Según sus propias palabras, poco antes de morir en 1992, le latía ser madre, pero no ser “sobajada por ningún macho jijodiún”, por eso tuvo sus a sus hijos sola; los envolvía en sábanas al nacer y los acomodaba en un chiquihuite –especie de canasta gigante– debajo de la cama hasta que ya era imposible ocultarlos y así, recién parida, se levantaba de la cama y se iba atrás del metate a moler el nixtamal para hacer masa y echar las tortillas al comal para el almuerzo.
María –conocida por los más chicos como doña María y por los grandes, sobre todo sus contemporáneos, como Reveles– sin proponérselo, al menos no conscientemente, se convirtió en la matriarca de una gran familia, una mujer respetada por todos los hombres y mujeres de su progenie y por todos los de su comunidad, por respeto, amor y su decisión y firme carácter para hacer lo que creía que estaba bien. Su opinión siempre era buscada y respetada.
Al morir en septiembre de 1992 –a unos días de su cumpleaños número 100–, dejó tres hijos, 21 nietos, 76 bisnietos y un tataranieto, mi hijo Carlos, a quien cargaba y arrullaba en su enagua hasta que quedaba profundamente dormido bajo su ojo vigilante.

:: LÍNEAS PROPORCIONADAS ::

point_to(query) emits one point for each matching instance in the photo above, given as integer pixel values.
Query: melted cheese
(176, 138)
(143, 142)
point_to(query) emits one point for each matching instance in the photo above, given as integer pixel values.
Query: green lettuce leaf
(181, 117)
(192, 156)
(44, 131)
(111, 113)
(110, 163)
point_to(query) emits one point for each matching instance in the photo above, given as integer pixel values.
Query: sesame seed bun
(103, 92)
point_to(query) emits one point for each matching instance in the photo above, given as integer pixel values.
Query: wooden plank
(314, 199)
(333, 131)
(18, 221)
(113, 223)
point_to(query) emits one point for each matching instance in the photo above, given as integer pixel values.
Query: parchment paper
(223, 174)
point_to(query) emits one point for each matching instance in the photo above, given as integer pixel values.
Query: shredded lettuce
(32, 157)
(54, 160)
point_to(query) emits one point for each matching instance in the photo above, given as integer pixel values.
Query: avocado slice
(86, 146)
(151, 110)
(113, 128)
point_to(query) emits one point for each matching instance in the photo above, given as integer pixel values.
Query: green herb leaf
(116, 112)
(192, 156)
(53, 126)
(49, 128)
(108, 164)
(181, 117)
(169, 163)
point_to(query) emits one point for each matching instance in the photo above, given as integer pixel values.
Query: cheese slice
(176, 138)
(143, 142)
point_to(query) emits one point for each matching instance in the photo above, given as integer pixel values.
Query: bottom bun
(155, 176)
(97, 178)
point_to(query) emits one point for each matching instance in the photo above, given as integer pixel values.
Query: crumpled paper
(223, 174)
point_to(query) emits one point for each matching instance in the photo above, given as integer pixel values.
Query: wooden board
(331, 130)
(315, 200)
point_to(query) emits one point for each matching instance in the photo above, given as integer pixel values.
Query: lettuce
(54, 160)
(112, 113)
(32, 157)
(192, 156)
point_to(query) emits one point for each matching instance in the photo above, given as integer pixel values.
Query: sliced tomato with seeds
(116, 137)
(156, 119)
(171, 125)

:: TAREAS ::
1. Traduce al inglés esta oración del texto sobre doña María: "Su opinión siempre era buscada y respetada."
2. Transcribe del texto sobre doña María la parte que comienza con las palabras que contienen "Según sus propias" y termina con "para el almuerzo.".

:: SOLUCIONES ::
1. Her opinion was always sought and respected.

2.
Según sus propias palabras, poco antes de morir en 1992, le latía ser madre, pero no ser “sobajada por ningún macho jijodiún”, por eso tuvo sus a sus hijos sola; los envolvía en sábanas al nacer y los acomodaba en un chiquihuite –especie de canasta gigante– debajo de la cama hasta que ya era imposible ocultarlos y así, recién parida, se levantaba de la cama y se iba atrás del metate a moler el nixtamal para hacer masa y echar las tortillas al comal para el almuerzo.